Problem set →
#1 In the article on LinkedIn's algorithm update, where did LinkedIn publish its full technical breakdown of the update?
#2 Write out the passage of the LinkedIn algorithm article starting at "If you're playing" and ending at "shapes your thinking.".

____ Selected extract

If you're playing the long game, because B2B buyers make decisions based on familiarity and trust, this is good news. But you'd be forgiven for missing that, given the volume of hot takes that followed. New hacks. New fears. And, as ever, a rush to share the latest ‘quick wins’ while declaring the old playbook obsolete!
LinkedIn published a full technical breakdown of the update on their Engineering blog. It’s worth reading before anyone else's commentary shapes your thinking.
Here’s the update in their own words:
“While the Feed has long been AI-powered, recent LLM advances gave us the opportunity to rethink what's possible. That's why we're rolling out a new advanced ranking system, powered by LLMs and GPUs, that better understands what a post is actually about and how it relates to a member's evolving interests and career goals."
The algorithm doesn't define success. Your content does.
So what does LinkedIn actually value? The algorithm filters for relevance, evaluating what your post is about, who it's likely to matter to, and whether you're the kind of voice that shows up consistently on that topic. What the new LLM-powered system changes is the precision of that matching, not the underlying logic.
LinkedIn's algorithm update is designed to be more adaptive to evolving user interests, rather than being guided purely by historical engagement data. In practical terms, the old system rewarded familiarity. If someone had engaged with your posts before, they were more likely to see them again.

________
____ Supplied material

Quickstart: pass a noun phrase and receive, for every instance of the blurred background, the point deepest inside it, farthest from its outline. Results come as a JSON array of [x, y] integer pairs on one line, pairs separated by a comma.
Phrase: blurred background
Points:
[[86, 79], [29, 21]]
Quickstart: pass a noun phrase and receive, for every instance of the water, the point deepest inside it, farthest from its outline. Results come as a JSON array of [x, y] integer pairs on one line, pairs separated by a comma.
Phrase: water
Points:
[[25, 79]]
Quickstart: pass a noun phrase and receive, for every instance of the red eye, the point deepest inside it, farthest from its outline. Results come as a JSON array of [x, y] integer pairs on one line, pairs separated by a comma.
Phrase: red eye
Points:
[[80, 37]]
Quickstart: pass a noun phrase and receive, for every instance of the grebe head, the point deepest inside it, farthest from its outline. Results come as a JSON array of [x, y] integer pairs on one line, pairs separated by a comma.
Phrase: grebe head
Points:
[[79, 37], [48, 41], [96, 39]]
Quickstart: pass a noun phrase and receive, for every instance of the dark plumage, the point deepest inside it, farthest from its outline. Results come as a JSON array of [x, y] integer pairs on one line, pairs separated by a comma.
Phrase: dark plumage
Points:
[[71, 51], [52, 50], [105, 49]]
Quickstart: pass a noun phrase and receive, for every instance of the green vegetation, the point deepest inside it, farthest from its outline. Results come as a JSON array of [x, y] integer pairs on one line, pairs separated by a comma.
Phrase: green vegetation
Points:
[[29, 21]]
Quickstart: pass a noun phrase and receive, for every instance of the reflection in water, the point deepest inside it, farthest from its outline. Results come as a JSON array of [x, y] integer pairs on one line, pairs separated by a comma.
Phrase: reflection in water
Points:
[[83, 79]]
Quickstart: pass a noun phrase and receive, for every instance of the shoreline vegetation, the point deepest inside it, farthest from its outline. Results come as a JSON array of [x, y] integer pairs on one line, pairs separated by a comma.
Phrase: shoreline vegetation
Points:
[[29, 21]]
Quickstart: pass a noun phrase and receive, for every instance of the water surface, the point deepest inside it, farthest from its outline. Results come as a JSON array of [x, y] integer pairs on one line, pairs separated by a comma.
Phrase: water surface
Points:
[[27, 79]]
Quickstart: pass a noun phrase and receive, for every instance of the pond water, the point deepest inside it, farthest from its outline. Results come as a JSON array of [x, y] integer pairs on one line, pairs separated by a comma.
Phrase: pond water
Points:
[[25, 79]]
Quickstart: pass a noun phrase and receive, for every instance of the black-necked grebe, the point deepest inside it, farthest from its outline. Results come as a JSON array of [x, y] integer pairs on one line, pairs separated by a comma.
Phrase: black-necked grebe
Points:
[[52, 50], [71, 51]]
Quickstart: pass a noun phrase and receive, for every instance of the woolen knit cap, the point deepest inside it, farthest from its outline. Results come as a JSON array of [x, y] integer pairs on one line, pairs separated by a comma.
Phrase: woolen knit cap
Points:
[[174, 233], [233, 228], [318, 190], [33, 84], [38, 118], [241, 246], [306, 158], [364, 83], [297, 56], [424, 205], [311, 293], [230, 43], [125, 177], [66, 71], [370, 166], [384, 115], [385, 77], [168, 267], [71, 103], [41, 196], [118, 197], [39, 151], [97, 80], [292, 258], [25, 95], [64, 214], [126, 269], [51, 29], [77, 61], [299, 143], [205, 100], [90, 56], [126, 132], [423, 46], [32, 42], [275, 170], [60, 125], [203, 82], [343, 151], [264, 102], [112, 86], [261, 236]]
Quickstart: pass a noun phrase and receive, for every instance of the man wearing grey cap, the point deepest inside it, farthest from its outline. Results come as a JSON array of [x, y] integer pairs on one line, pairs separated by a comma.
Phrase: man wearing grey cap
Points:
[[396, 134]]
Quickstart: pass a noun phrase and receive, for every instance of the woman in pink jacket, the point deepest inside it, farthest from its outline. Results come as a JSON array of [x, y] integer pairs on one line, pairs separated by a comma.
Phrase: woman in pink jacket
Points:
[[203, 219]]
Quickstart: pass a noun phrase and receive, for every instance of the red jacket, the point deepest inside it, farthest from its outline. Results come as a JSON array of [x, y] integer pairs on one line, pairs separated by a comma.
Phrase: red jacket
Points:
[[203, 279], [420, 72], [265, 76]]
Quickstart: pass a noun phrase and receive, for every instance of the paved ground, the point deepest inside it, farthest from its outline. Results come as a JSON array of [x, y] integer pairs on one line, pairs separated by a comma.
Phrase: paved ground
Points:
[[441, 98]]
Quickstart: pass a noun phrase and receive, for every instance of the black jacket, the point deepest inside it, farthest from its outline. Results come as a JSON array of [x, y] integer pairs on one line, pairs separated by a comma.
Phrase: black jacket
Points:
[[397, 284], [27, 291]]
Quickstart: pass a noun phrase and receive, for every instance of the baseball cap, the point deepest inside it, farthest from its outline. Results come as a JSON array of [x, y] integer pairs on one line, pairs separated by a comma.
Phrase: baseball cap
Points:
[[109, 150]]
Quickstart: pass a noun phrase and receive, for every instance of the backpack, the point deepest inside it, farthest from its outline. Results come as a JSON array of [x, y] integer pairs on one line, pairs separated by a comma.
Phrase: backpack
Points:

________

Answers by task →
#1 On its Engineering blog.

#2
If you're playing the long game, because B2B buyers make decisions based on familiarity and trust, this is good news. But you'd be forgiven for missing that, given the volume of hot takes that followed. New hacks. New fears. And, as ever, a rush to share the latest ‘quick wins’ while declaring the old playbook obsolete!
LinkedIn published a full technical breakdown of the update on their Engineering blog. It’s worth reading before anyone else's commentary shapes your thinking.